=== Begin Enclosure ===

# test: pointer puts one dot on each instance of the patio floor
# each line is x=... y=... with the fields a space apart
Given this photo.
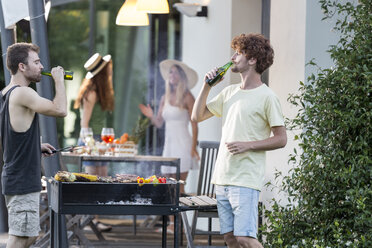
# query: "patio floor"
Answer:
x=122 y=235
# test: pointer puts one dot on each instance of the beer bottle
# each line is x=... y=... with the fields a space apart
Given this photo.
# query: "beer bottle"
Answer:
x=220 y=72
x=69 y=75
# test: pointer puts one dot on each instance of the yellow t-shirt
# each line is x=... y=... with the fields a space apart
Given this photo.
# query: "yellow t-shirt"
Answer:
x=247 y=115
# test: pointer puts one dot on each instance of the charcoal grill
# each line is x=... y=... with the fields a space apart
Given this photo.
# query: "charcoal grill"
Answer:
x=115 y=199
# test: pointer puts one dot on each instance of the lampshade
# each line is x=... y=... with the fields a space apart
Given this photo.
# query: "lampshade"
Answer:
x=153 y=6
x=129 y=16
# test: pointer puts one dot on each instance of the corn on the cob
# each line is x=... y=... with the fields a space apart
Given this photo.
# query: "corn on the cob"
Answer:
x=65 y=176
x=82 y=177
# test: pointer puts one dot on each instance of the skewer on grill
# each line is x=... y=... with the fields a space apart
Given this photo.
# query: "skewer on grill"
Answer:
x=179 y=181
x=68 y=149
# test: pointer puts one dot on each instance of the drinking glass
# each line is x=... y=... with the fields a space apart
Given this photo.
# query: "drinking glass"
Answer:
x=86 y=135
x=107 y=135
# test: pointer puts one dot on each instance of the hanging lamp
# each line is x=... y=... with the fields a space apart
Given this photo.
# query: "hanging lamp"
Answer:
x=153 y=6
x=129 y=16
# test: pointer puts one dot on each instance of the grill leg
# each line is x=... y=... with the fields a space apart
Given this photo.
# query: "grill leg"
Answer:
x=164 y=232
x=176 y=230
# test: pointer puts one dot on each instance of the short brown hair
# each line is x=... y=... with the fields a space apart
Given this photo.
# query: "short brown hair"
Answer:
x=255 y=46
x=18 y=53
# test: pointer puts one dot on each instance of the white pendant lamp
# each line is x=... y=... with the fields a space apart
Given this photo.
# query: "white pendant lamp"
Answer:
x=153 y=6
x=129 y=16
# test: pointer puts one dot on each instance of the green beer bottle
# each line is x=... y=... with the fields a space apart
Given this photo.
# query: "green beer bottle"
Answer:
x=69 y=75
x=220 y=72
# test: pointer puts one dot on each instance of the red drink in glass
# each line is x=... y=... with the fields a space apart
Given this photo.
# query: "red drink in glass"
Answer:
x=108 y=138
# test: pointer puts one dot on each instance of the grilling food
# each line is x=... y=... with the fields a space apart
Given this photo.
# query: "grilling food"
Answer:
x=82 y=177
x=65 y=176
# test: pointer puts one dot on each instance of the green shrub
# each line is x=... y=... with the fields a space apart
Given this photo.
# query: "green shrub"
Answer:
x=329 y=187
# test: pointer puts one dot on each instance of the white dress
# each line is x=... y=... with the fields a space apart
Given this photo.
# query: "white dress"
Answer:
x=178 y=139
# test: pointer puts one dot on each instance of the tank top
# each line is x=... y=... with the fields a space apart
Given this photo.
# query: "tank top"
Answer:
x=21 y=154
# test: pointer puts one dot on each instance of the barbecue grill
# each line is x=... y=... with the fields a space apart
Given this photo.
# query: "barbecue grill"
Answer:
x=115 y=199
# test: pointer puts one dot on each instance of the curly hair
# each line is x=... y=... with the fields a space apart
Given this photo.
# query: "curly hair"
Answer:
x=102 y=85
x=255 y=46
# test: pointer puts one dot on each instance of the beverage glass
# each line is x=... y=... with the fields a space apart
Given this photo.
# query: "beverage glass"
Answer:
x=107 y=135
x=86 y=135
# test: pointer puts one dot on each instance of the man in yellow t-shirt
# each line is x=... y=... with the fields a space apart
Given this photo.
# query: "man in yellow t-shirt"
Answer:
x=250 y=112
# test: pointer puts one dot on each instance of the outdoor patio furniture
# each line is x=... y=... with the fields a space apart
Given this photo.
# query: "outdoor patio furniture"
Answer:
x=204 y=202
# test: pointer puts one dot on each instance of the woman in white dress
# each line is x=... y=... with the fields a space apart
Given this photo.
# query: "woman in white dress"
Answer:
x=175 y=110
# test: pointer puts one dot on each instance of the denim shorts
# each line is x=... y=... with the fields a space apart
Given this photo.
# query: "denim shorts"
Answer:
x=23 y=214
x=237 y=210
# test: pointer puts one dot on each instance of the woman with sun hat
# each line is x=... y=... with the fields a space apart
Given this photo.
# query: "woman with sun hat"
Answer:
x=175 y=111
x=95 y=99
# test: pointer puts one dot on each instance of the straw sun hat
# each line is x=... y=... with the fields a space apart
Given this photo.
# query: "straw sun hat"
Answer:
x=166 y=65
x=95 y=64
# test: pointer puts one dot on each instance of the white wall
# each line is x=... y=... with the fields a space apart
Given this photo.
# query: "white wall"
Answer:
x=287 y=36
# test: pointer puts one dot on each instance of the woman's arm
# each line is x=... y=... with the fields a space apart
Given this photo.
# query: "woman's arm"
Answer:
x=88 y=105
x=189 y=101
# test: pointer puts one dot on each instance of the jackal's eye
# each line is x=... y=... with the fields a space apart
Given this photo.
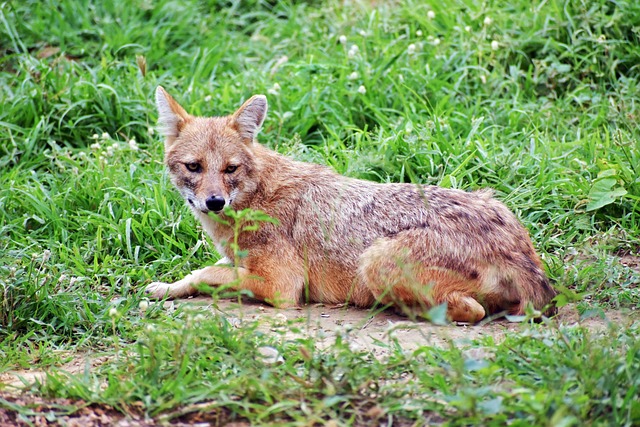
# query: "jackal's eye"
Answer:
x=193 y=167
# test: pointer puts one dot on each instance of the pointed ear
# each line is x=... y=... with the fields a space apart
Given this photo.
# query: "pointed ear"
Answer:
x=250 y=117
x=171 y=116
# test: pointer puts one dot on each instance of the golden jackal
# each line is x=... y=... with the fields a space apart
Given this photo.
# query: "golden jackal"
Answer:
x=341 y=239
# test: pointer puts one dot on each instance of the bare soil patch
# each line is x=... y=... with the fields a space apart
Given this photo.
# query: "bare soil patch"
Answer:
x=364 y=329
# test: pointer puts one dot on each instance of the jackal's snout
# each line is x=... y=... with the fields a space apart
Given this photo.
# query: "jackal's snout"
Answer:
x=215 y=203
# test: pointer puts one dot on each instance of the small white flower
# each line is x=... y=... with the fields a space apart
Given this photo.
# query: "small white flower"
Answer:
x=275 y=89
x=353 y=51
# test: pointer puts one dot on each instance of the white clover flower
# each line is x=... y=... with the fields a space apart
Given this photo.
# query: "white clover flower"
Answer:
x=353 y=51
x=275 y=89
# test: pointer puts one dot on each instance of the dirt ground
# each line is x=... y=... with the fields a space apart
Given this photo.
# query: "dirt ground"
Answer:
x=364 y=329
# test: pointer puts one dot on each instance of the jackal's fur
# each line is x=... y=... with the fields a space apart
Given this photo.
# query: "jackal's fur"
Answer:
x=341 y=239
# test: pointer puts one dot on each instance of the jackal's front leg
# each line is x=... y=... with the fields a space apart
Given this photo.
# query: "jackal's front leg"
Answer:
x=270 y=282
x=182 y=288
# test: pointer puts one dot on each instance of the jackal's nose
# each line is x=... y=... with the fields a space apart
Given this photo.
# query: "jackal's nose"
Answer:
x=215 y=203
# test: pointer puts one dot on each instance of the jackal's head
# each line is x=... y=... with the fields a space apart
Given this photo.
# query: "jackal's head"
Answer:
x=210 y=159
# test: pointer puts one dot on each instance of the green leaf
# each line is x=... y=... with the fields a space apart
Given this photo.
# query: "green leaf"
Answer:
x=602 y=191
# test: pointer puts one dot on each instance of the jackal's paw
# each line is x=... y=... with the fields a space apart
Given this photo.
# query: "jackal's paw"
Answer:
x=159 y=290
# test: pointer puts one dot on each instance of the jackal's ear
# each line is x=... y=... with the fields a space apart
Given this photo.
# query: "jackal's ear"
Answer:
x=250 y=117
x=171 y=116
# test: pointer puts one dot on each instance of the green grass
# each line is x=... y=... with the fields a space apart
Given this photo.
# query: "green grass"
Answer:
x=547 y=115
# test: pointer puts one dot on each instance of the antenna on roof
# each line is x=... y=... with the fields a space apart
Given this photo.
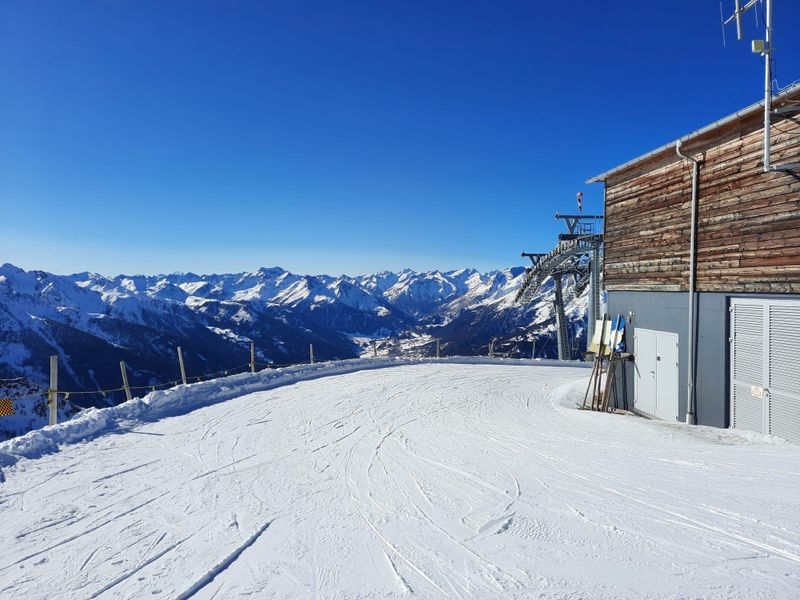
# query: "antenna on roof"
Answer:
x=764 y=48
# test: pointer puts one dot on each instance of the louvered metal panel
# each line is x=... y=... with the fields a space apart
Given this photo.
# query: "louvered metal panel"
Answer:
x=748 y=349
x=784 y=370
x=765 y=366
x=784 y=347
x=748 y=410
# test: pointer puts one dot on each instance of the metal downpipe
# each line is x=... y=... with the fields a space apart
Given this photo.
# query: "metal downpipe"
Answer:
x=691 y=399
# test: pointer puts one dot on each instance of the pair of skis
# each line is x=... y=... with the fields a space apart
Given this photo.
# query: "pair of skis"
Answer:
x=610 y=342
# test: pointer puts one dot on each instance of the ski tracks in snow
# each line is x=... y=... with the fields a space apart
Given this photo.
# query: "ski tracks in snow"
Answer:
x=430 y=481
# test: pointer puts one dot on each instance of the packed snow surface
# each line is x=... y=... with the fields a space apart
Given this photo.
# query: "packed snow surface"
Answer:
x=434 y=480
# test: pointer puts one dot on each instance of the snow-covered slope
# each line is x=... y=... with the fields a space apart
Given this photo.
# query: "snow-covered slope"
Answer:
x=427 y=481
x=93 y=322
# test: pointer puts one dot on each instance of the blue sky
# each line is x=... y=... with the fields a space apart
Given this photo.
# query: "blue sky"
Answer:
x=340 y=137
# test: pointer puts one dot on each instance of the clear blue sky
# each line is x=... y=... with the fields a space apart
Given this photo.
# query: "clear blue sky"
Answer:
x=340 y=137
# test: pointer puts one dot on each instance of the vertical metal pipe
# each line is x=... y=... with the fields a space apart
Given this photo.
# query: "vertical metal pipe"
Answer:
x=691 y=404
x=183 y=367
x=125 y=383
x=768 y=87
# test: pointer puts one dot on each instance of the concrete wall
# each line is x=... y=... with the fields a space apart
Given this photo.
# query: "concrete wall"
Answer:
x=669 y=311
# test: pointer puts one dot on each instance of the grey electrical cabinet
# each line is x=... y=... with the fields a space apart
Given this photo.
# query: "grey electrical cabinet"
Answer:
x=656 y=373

=== End Enclosure ===
=== Begin Enclosure ===

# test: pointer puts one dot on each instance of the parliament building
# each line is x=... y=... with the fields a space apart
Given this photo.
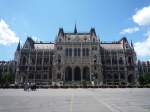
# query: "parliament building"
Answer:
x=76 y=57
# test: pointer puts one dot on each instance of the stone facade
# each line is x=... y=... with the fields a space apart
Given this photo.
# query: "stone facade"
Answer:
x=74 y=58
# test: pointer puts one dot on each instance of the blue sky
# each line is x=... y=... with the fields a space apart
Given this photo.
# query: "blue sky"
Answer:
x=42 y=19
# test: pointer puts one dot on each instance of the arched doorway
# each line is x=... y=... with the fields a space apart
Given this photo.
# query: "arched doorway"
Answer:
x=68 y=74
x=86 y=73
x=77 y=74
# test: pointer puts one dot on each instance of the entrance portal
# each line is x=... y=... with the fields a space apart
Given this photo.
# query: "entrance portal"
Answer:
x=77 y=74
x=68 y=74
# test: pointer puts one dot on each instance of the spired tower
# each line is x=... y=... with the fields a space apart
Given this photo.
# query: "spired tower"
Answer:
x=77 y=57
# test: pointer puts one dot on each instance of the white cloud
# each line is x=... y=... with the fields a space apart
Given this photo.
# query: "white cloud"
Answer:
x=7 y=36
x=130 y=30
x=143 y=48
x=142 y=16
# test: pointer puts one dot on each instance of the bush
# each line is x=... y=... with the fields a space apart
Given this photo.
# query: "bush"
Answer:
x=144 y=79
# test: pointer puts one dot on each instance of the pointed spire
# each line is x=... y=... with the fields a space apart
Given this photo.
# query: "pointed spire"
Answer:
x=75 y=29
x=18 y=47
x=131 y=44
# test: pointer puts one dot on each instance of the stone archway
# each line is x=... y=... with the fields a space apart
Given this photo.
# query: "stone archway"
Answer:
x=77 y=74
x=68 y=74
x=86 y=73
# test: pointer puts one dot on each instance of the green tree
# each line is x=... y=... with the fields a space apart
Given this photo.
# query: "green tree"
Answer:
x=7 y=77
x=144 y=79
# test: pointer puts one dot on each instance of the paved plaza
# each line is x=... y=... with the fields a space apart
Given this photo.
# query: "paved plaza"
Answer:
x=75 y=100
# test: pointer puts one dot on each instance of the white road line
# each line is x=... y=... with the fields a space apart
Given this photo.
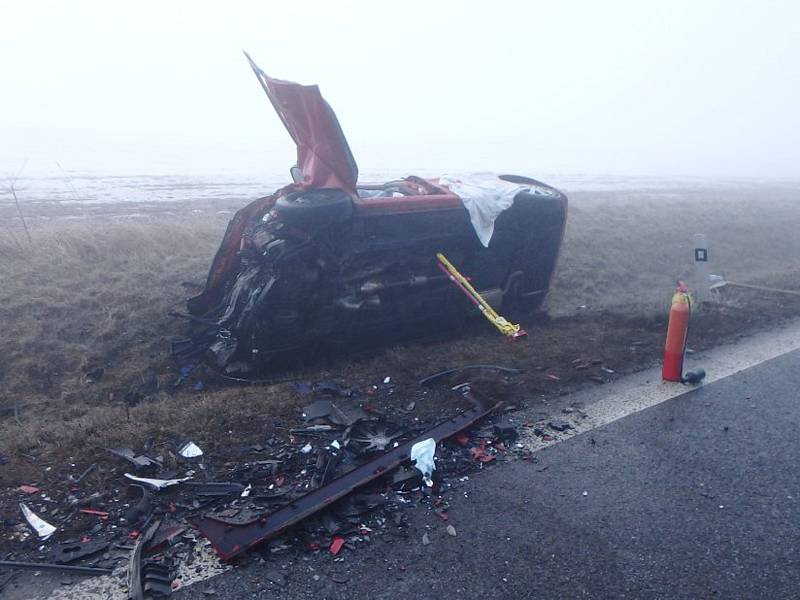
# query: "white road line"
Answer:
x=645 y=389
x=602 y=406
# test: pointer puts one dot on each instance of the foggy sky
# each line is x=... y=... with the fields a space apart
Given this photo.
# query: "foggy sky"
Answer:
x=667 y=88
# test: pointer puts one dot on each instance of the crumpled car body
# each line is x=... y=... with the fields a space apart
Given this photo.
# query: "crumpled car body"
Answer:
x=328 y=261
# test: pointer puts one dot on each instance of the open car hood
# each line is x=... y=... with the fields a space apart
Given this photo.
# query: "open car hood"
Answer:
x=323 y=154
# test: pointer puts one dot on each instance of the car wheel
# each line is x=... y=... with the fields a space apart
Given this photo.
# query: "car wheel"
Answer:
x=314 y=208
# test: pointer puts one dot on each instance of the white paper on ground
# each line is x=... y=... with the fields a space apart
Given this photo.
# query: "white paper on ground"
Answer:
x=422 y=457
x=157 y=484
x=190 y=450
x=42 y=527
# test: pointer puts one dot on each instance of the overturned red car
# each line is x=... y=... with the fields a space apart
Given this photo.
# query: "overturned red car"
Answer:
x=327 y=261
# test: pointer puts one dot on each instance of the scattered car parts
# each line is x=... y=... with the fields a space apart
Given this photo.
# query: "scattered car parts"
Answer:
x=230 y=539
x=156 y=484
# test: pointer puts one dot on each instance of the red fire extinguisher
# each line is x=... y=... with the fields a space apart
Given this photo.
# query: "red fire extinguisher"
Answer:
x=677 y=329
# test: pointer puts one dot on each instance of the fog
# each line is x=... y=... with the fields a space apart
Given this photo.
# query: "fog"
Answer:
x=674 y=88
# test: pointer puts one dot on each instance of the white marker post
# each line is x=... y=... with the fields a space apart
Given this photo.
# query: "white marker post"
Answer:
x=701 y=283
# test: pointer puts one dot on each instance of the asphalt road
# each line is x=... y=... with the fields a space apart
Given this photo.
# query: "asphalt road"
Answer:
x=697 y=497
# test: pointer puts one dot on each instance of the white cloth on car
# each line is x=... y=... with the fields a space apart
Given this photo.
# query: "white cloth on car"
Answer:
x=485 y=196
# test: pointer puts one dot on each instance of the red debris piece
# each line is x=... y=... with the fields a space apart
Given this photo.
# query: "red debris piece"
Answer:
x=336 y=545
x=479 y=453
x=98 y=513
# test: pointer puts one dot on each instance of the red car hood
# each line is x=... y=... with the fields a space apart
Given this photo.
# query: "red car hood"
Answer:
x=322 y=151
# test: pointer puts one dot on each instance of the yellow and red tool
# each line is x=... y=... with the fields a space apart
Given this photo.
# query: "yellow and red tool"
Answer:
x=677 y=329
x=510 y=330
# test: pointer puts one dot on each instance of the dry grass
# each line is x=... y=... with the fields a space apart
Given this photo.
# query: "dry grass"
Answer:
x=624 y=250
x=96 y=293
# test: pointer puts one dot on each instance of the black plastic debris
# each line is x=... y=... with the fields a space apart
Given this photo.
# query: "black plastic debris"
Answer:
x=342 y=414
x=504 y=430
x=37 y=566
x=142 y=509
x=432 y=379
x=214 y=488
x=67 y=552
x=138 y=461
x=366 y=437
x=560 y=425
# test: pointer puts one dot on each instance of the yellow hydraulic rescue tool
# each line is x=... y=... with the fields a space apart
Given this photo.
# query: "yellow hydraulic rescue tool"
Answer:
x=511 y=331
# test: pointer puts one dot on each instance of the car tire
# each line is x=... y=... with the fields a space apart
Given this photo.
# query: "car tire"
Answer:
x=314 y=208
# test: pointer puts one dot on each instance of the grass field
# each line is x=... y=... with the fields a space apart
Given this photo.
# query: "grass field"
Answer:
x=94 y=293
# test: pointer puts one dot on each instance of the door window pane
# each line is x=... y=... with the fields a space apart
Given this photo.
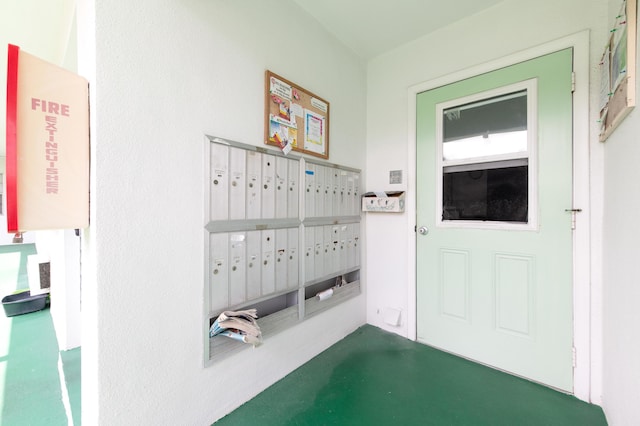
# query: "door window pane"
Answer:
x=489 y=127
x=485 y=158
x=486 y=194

=== End Enclosure ===

#### Directions for this task:
Copy all lines of the records in which the string "leaf" can be found.

#### Reply to the task:
# test: pointer puts one dot on each instance of the green leaf
# query: "green leaf"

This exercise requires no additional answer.